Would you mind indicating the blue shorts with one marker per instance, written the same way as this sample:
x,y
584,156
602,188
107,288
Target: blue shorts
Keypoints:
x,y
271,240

————

Pull out every line above that holds the word "shorts".

> [RESPONSE]:
Would you mind indicating the blue shorts with one marker per instance, written the same way as this sample:
Target: blue shorts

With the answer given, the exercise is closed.